Exercise brief: Sort through the material below and copy each line with "overcast".

*** Source records Section Begins ***

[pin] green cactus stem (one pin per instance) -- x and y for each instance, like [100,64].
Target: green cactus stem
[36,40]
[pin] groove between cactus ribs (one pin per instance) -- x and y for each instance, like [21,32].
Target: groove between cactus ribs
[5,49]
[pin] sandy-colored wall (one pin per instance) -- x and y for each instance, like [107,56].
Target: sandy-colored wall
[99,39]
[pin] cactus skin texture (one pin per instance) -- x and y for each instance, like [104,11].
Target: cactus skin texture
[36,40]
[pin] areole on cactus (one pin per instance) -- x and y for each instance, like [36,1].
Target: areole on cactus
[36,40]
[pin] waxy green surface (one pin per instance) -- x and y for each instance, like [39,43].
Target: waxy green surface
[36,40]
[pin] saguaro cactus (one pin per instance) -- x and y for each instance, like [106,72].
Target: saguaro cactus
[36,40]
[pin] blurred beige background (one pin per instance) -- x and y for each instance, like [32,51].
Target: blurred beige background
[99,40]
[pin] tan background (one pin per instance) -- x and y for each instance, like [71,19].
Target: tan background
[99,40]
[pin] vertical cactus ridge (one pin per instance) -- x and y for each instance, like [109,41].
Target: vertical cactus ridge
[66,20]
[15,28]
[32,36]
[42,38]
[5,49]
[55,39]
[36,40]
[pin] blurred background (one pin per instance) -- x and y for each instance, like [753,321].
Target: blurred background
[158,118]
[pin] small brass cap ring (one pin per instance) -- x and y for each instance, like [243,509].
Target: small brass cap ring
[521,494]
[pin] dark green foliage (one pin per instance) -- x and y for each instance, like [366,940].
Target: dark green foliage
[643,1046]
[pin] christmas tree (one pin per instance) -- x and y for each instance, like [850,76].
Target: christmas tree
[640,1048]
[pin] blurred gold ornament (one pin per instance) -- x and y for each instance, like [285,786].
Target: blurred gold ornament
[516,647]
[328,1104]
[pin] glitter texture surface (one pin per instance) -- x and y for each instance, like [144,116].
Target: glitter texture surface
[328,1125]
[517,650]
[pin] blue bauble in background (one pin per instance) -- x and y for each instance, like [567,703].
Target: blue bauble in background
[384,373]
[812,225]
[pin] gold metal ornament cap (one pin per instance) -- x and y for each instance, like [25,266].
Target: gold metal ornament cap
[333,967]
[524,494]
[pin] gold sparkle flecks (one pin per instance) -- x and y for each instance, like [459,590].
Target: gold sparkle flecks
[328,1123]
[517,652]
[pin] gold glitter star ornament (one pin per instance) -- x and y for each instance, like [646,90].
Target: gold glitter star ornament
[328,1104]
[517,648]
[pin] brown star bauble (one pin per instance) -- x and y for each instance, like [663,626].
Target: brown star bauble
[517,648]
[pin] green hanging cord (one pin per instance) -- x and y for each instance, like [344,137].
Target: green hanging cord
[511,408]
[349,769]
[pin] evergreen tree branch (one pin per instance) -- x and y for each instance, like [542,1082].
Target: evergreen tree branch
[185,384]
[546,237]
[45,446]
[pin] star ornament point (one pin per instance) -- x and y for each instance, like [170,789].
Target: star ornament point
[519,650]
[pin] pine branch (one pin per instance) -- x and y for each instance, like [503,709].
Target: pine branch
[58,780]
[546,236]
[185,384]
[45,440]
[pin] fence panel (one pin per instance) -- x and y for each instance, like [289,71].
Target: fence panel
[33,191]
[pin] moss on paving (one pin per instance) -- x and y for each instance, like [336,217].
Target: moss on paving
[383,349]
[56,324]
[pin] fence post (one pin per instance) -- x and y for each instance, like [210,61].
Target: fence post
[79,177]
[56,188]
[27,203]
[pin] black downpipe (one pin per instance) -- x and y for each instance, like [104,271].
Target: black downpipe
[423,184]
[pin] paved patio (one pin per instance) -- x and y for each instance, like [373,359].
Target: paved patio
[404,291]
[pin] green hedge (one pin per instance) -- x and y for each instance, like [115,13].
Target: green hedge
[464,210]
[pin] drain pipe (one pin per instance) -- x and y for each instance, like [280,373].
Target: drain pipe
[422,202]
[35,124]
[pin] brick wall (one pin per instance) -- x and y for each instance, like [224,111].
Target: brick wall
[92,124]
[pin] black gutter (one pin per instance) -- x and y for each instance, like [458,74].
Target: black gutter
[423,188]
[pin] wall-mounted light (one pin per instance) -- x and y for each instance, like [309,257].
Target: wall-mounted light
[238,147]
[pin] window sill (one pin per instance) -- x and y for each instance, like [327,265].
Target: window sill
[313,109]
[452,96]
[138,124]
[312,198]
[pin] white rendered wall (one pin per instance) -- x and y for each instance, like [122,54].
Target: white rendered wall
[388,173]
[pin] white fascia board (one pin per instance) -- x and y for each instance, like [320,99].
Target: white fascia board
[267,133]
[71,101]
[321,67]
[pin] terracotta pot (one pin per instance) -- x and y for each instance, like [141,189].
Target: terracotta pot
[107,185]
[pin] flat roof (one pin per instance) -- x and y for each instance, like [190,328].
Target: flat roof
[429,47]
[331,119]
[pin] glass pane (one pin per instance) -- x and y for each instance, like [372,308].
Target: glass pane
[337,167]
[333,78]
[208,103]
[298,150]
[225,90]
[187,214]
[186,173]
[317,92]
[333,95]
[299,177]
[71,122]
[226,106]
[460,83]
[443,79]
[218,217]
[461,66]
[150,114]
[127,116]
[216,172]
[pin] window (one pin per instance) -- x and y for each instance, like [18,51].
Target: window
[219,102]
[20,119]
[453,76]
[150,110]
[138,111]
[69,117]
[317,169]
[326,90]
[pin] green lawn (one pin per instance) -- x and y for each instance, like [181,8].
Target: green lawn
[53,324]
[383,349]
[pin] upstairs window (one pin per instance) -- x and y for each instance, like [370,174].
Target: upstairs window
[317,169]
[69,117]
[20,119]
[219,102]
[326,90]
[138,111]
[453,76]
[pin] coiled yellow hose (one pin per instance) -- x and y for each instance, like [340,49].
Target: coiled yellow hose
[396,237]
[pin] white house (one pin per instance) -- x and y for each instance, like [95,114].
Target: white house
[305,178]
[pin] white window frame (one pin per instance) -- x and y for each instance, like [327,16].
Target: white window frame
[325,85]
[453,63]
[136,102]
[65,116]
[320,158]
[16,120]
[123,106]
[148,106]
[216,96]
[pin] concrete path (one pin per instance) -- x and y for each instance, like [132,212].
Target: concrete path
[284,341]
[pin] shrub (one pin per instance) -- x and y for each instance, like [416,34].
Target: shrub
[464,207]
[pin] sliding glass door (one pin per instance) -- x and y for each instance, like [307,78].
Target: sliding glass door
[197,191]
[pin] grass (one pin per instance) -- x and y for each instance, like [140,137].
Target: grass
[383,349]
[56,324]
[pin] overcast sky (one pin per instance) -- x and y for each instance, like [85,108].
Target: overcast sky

*** Source records Section Ends ***

Your solution:
[pin] overcast sky (one pin per instance) -- x and y for each instance, like [85,108].
Target: overcast sky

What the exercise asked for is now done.